Extracted data:
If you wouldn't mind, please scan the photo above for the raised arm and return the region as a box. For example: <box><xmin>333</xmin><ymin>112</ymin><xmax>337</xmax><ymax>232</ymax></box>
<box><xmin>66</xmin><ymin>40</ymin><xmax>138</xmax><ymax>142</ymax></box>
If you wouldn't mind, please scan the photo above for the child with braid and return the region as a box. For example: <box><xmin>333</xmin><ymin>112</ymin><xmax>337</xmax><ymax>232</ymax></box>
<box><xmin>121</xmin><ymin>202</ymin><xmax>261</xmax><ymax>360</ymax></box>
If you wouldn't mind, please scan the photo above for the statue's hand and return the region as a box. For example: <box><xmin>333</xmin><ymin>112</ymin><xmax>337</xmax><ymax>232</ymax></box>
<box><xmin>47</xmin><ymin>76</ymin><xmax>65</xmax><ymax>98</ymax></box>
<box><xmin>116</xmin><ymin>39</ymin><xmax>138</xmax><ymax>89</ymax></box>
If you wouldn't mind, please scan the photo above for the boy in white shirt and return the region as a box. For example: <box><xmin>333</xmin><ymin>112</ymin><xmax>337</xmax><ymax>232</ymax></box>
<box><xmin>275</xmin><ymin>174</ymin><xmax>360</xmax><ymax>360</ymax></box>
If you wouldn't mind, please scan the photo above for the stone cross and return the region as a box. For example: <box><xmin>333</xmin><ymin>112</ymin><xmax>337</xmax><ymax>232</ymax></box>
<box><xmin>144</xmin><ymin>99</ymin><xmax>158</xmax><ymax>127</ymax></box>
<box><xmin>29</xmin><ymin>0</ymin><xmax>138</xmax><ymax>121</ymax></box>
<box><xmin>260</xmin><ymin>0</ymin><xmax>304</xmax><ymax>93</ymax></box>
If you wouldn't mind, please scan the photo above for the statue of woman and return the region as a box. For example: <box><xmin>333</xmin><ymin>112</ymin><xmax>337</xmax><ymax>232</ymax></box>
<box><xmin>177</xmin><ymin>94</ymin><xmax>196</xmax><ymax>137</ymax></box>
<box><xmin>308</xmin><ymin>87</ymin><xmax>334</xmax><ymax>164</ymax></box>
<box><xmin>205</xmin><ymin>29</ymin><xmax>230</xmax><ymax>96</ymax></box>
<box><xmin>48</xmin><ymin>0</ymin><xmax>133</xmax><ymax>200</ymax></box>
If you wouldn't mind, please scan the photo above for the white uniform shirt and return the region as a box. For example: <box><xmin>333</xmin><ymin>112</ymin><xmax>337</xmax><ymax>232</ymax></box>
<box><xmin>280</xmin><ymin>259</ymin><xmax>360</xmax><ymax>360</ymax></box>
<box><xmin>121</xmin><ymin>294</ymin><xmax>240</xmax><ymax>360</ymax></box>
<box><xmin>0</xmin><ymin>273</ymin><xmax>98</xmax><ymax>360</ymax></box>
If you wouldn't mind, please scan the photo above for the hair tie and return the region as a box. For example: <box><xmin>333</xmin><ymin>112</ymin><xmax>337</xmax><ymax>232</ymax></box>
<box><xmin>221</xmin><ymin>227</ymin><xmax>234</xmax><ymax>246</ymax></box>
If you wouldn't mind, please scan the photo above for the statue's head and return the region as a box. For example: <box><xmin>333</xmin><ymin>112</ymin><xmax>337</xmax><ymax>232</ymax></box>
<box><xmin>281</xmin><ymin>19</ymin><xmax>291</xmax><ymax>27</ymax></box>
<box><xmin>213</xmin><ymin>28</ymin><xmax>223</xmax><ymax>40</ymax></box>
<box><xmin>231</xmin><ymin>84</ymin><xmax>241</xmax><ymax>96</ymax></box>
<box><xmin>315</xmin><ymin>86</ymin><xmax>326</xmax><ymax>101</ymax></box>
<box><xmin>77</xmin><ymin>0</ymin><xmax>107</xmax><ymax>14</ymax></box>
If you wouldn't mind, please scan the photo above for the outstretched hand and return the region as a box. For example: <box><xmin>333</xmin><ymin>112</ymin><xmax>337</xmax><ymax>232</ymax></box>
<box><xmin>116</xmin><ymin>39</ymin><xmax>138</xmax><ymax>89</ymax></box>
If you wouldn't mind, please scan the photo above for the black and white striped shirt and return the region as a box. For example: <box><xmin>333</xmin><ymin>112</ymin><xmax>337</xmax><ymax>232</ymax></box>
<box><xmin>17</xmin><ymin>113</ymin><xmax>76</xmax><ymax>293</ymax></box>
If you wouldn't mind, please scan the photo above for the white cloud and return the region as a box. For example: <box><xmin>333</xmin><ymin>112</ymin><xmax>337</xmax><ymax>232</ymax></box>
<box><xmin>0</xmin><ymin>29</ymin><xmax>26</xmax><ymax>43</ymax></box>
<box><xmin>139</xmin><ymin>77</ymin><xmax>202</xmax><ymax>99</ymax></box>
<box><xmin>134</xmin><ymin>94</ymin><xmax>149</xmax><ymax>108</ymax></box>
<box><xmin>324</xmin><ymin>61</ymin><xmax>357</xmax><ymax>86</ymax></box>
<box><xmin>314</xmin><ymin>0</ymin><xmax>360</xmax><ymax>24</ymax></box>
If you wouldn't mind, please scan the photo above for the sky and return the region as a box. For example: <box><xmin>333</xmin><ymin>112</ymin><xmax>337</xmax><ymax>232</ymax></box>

What you should do:
List every line in the material above that contains the word "white", copying each one in full.

Answer below:
If you wouldn't mind, please scan the photo above for the boy in white shirt and return the region as a box. For example: <box><xmin>333</xmin><ymin>112</ymin><xmax>337</xmax><ymax>232</ymax></box>
If you wouldn't mind, please scan the photo above for the white uniform shirt and return the region as a box. For example: <box><xmin>333</xmin><ymin>112</ymin><xmax>337</xmax><ymax>232</ymax></box>
If you wouldn't mind, please scan the photo above for the black and white striped shirt and return the region as a box. For example: <box><xmin>333</xmin><ymin>112</ymin><xmax>337</xmax><ymax>232</ymax></box>
If you wouldn't mind, please scan the photo above for the white cloud and return the region as a box. For example: <box><xmin>333</xmin><ymin>112</ymin><xmax>337</xmax><ymax>232</ymax></box>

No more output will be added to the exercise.